(DATASET RECORDS begins)

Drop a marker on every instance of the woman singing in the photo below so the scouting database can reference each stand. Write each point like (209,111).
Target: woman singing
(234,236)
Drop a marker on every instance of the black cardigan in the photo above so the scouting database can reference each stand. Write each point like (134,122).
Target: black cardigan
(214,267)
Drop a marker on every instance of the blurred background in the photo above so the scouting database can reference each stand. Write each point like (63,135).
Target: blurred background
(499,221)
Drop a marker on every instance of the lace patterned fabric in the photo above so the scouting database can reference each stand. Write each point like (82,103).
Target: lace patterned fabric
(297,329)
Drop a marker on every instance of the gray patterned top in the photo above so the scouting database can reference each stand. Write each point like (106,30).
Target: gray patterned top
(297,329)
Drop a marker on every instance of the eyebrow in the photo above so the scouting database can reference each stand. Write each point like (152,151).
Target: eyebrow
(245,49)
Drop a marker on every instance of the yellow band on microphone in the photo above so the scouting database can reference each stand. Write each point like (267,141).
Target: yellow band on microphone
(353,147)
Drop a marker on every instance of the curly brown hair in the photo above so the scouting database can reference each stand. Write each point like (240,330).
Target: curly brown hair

(DATASET RECORDS ends)

- WHAT THE TASK ASKS
In how many lines of the records does the string "hair" occur? Answer with the number alone.

- TASK RESULT
2